SET TASK 1 | Which operating system does the bug report below list under Environment?

PAGE TEXT |
8000 Python: [Bug]: WorkflowExecutor re-sends already-answered RequestInfoEvents after checkpoint restore · Issue #3255 · microsoft/agent-framework · GitHub
[go: up one dir, main page]

Skip to content

Python: [Bug]: WorkflowExecutor re-sends already-answered RequestInfoEvents after checkpoint restore #3255

@Sherlocco

Description

@Sherlocco

Description

Environment

  • Package: agent-framework[azure]==1.0.0b260106
  • Python: 3.12
  • OS: Windows 11

Description

When using request_response() within a sub-workflow that is managed by a WorkflowExecutor, resuming from a checkpoint causes already-answered requests to be re-sent to the parent workflow. This results in either:

  1. ValueError: Response provided for unknown request ID: <uuid> when trying to reply to duplicate requests
  2. Workflow hanging because expected_response_count is incorrect

Reproduction Steps

  1. Create a parent workflow with an Orchestrator executor
  2. Create a sub-workflow (e.g., TicketingWorkflow) wrapped in a WorkflowExecutor
  3. In the sub-workflow, use request_response() to pause and wait for user input (e.g., ticket confirmation)
  4. Save a checkpoint when the workflow becomes idle with pending requests
  5. Resume the workflow from checkpoint and provide a response
  6. The sub-workflow continues and makes another request_response() call (e.g., for ticket description)
  7. Bug occurs: The parent receives BOTH the old (already-answered) request AND the new request

Root Cause Analysis

The issue is in WorkflowExecutor._process_workflow_result() (file: _workflow_executor.py):

async def _process_workflow_result(
    self,
    result: WorkflowRunResult,
    execution_context: ExecutionContext,
    ctx: WorkflowContext,
) -> None:
    # Get all pending request events from the workflow result
    request_info_events = result.get_request_info_events()  # <-- Returns ALL events, including old ones
    
    for event in request_info_events:
        if event.request_id not in execution_context.pending_requests:
            execution_context.pending_requests[event.request_id] = event
            # ...

SET TASK 2 | Collect every line of the records below that contains the word "brown". Case counts.

Location labeling records |
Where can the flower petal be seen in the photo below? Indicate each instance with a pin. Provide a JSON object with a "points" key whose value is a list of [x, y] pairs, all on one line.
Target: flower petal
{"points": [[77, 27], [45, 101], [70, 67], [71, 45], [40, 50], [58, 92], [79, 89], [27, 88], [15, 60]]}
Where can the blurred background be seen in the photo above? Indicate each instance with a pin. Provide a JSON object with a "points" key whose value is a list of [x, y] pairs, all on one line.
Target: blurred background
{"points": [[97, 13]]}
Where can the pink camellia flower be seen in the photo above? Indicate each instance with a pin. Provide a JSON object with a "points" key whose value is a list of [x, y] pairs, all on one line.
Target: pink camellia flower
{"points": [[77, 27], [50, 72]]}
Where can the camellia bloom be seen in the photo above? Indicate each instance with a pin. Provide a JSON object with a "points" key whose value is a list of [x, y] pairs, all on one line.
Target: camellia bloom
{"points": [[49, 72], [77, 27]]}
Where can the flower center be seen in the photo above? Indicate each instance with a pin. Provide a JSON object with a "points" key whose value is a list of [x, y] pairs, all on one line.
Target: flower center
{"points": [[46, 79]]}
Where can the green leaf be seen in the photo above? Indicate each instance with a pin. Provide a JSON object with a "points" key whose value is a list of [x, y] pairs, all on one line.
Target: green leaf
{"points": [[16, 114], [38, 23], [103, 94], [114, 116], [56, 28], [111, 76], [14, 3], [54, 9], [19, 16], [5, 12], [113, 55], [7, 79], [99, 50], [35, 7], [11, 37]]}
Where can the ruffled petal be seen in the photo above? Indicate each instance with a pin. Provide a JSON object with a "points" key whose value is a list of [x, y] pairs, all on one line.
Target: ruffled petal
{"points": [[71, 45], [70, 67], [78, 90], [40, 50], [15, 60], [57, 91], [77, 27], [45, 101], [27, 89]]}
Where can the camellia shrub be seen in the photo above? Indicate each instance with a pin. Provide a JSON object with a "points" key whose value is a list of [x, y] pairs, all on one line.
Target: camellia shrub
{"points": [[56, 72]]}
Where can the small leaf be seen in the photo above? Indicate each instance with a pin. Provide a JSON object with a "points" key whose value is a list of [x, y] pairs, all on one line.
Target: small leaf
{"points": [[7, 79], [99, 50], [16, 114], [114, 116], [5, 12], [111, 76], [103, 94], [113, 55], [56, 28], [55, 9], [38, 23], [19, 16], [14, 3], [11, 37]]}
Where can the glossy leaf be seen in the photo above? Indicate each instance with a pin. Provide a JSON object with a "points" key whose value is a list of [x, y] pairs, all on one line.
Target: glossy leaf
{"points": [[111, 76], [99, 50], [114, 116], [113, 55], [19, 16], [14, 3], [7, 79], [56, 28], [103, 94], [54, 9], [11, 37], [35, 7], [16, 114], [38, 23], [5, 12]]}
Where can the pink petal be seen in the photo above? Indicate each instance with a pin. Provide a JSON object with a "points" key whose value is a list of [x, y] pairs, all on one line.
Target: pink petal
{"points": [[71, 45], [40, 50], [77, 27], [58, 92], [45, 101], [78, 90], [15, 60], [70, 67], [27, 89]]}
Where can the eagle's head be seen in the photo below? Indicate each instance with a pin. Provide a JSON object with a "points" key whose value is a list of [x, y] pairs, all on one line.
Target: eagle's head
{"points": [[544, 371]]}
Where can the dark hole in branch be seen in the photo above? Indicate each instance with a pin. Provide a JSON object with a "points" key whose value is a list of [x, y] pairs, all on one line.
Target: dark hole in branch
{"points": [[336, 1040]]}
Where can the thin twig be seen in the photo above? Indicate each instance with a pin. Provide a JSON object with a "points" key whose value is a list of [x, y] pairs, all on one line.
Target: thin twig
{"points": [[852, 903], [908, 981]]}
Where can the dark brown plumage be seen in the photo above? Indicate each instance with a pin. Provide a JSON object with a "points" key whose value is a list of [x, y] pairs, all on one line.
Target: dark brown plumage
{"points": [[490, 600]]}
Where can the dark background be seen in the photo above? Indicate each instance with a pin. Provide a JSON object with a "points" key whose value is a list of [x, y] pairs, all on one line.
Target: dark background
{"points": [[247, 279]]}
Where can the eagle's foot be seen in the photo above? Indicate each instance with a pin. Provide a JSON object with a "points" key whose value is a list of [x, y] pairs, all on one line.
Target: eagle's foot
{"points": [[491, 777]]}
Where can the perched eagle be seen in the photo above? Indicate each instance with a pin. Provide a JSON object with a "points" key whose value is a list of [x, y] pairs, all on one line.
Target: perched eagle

WORKED ANSWER 1 | Windows 11

WORKED ANSWER 2 |
Where can the dark brown plumage be seen in the photo above? Indicate each instance with a pin. Provide a JSON object with a "points" key whose value is a list of [x, y] pairs, all on one line.
Target: dark brown plumage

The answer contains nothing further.